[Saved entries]
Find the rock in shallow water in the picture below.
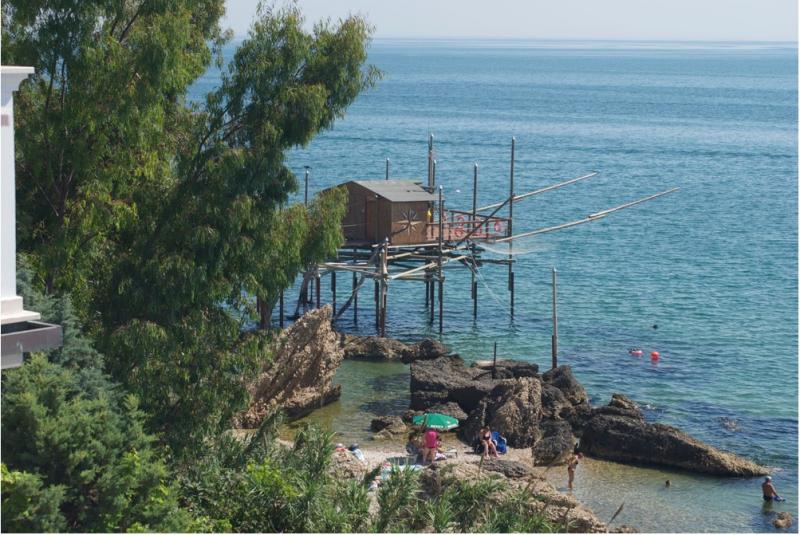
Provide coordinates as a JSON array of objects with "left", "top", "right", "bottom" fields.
[
  {"left": 580, "top": 397, "right": 770, "bottom": 477},
  {"left": 341, "top": 334, "right": 410, "bottom": 361}
]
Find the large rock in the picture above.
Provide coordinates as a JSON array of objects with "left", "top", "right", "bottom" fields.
[
  {"left": 481, "top": 458, "right": 536, "bottom": 479},
  {"left": 341, "top": 334, "right": 410, "bottom": 361},
  {"left": 401, "top": 338, "right": 450, "bottom": 363},
  {"left": 580, "top": 397, "right": 770, "bottom": 477},
  {"left": 533, "top": 420, "right": 577, "bottom": 466},
  {"left": 234, "top": 306, "right": 343, "bottom": 427},
  {"left": 370, "top": 416, "right": 407, "bottom": 435},
  {"left": 411, "top": 355, "right": 495, "bottom": 413},
  {"left": 472, "top": 359, "right": 539, "bottom": 378},
  {"left": 542, "top": 365, "right": 588, "bottom": 406},
  {"left": 460, "top": 378, "right": 542, "bottom": 448},
  {"left": 773, "top": 512, "right": 793, "bottom": 530}
]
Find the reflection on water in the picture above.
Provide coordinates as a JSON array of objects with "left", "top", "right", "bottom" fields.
[{"left": 544, "top": 457, "right": 797, "bottom": 533}]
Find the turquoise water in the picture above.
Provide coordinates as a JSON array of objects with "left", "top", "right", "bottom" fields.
[{"left": 193, "top": 39, "right": 798, "bottom": 531}]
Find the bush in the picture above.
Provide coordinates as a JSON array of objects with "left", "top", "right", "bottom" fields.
[
  {"left": 1, "top": 464, "right": 66, "bottom": 532},
  {"left": 1, "top": 356, "right": 200, "bottom": 532}
]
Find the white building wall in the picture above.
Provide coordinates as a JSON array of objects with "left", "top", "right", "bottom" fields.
[{"left": 1, "top": 66, "right": 39, "bottom": 325}]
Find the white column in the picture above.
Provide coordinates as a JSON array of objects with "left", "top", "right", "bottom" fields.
[{"left": 1, "top": 66, "right": 38, "bottom": 324}]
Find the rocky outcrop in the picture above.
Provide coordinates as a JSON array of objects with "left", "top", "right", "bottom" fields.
[
  {"left": 329, "top": 449, "right": 367, "bottom": 480},
  {"left": 580, "top": 395, "right": 770, "bottom": 477},
  {"left": 234, "top": 306, "right": 343, "bottom": 427},
  {"left": 471, "top": 359, "right": 539, "bottom": 378},
  {"left": 411, "top": 355, "right": 495, "bottom": 413},
  {"left": 341, "top": 334, "right": 410, "bottom": 361},
  {"left": 402, "top": 338, "right": 450, "bottom": 363},
  {"left": 370, "top": 416, "right": 407, "bottom": 438},
  {"left": 542, "top": 365, "right": 587, "bottom": 406},
  {"left": 480, "top": 458, "right": 536, "bottom": 479},
  {"left": 460, "top": 378, "right": 543, "bottom": 448},
  {"left": 341, "top": 335, "right": 450, "bottom": 363},
  {"left": 533, "top": 420, "right": 577, "bottom": 466}
]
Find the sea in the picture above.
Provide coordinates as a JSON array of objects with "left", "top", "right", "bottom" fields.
[{"left": 191, "top": 38, "right": 798, "bottom": 532}]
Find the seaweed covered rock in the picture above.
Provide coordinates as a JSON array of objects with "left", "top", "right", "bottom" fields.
[{"left": 234, "top": 306, "right": 343, "bottom": 427}]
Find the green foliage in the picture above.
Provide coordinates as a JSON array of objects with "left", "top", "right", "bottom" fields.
[
  {"left": 3, "top": 0, "right": 378, "bottom": 453},
  {"left": 375, "top": 466, "right": 422, "bottom": 532},
  {"left": 1, "top": 463, "right": 67, "bottom": 532},
  {"left": 1, "top": 356, "right": 199, "bottom": 532}
]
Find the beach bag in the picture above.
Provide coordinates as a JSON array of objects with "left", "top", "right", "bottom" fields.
[{"left": 492, "top": 431, "right": 507, "bottom": 454}]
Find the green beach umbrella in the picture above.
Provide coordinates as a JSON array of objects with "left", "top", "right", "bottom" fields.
[{"left": 412, "top": 412, "right": 458, "bottom": 431}]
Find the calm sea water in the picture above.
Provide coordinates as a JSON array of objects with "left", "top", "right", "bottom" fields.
[{"left": 193, "top": 39, "right": 798, "bottom": 532}]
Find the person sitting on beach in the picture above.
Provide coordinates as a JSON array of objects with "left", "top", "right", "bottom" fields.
[
  {"left": 480, "top": 426, "right": 499, "bottom": 460},
  {"left": 423, "top": 427, "right": 440, "bottom": 464},
  {"left": 406, "top": 432, "right": 423, "bottom": 462},
  {"left": 567, "top": 452, "right": 583, "bottom": 490},
  {"left": 762, "top": 476, "right": 785, "bottom": 502}
]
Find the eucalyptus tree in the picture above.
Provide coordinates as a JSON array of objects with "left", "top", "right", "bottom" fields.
[{"left": 3, "top": 1, "right": 379, "bottom": 451}]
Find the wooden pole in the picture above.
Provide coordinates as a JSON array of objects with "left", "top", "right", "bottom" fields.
[
  {"left": 331, "top": 270, "right": 337, "bottom": 315},
  {"left": 386, "top": 158, "right": 390, "bottom": 180},
  {"left": 438, "top": 185, "right": 444, "bottom": 335},
  {"left": 279, "top": 289, "right": 284, "bottom": 328},
  {"left": 492, "top": 341, "right": 497, "bottom": 379},
  {"left": 472, "top": 163, "right": 478, "bottom": 319},
  {"left": 429, "top": 274, "right": 435, "bottom": 324},
  {"left": 304, "top": 167, "right": 309, "bottom": 206},
  {"left": 315, "top": 270, "right": 321, "bottom": 308},
  {"left": 352, "top": 271, "right": 358, "bottom": 324},
  {"left": 552, "top": 267, "right": 558, "bottom": 370},
  {"left": 380, "top": 238, "right": 388, "bottom": 337},
  {"left": 374, "top": 194, "right": 380, "bottom": 243},
  {"left": 428, "top": 134, "right": 434, "bottom": 189},
  {"left": 432, "top": 159, "right": 437, "bottom": 191},
  {"left": 508, "top": 137, "right": 515, "bottom": 318}
]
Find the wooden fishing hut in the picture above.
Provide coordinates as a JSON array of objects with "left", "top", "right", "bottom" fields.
[{"left": 288, "top": 135, "right": 677, "bottom": 340}]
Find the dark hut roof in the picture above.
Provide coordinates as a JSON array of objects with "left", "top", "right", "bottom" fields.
[{"left": 351, "top": 180, "right": 437, "bottom": 202}]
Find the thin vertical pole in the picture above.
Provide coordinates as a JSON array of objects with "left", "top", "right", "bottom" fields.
[
  {"left": 492, "top": 341, "right": 498, "bottom": 379},
  {"left": 380, "top": 238, "right": 388, "bottom": 337},
  {"left": 508, "top": 137, "right": 515, "bottom": 318},
  {"left": 427, "top": 134, "right": 434, "bottom": 189},
  {"left": 374, "top": 194, "right": 379, "bottom": 243},
  {"left": 429, "top": 275, "right": 435, "bottom": 323},
  {"left": 352, "top": 271, "right": 358, "bottom": 324},
  {"left": 552, "top": 267, "right": 558, "bottom": 370},
  {"left": 331, "top": 271, "right": 337, "bottom": 315},
  {"left": 304, "top": 167, "right": 310, "bottom": 206},
  {"left": 432, "top": 159, "right": 437, "bottom": 191},
  {"left": 279, "top": 289, "right": 284, "bottom": 328},
  {"left": 315, "top": 270, "right": 321, "bottom": 309},
  {"left": 438, "top": 186, "right": 444, "bottom": 335},
  {"left": 385, "top": 158, "right": 390, "bottom": 180},
  {"left": 472, "top": 163, "right": 478, "bottom": 319}
]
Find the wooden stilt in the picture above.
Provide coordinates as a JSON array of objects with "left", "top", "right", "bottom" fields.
[
  {"left": 438, "top": 186, "right": 444, "bottom": 335},
  {"left": 315, "top": 271, "right": 321, "bottom": 309},
  {"left": 492, "top": 341, "right": 498, "bottom": 379},
  {"left": 508, "top": 137, "right": 515, "bottom": 318},
  {"left": 352, "top": 272, "right": 358, "bottom": 324},
  {"left": 552, "top": 267, "right": 558, "bottom": 370},
  {"left": 279, "top": 289, "right": 284, "bottom": 328},
  {"left": 429, "top": 275, "right": 435, "bottom": 324},
  {"left": 380, "top": 239, "right": 388, "bottom": 337},
  {"left": 331, "top": 271, "right": 337, "bottom": 315},
  {"left": 472, "top": 163, "right": 478, "bottom": 319}
]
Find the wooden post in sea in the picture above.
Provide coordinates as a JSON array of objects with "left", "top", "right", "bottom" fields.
[
  {"left": 331, "top": 270, "right": 337, "bottom": 315},
  {"left": 438, "top": 185, "right": 444, "bottom": 335},
  {"left": 354, "top": 279, "right": 360, "bottom": 324},
  {"left": 552, "top": 267, "right": 558, "bottom": 370},
  {"left": 492, "top": 341, "right": 498, "bottom": 379},
  {"left": 386, "top": 158, "right": 390, "bottom": 180},
  {"left": 472, "top": 162, "right": 479, "bottom": 319},
  {"left": 279, "top": 289, "right": 284, "bottom": 328},
  {"left": 380, "top": 238, "right": 389, "bottom": 337},
  {"left": 508, "top": 137, "right": 515, "bottom": 318},
  {"left": 428, "top": 134, "right": 434, "bottom": 189},
  {"left": 315, "top": 269, "right": 321, "bottom": 309}
]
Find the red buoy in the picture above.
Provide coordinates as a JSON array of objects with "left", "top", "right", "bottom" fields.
[{"left": 650, "top": 351, "right": 660, "bottom": 360}]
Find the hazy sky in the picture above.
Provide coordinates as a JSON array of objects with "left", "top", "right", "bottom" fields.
[{"left": 222, "top": 0, "right": 797, "bottom": 41}]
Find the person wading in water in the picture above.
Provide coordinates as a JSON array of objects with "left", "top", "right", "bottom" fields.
[{"left": 567, "top": 453, "right": 583, "bottom": 490}]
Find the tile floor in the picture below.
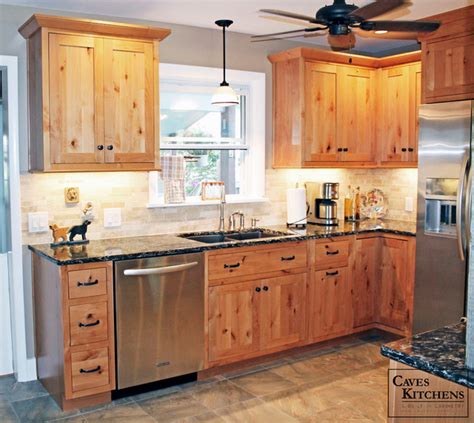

_Problem description_
Pick each line holding the word "water" out of the data and copy it.

_Answer section_
Find the rock in shallow water in the picture below.
Find the reflection on water in the picture above.
Find the turquoise water in the picture above.
Find the calm sea water in the picture above.
Find the person wading in water in the picture above.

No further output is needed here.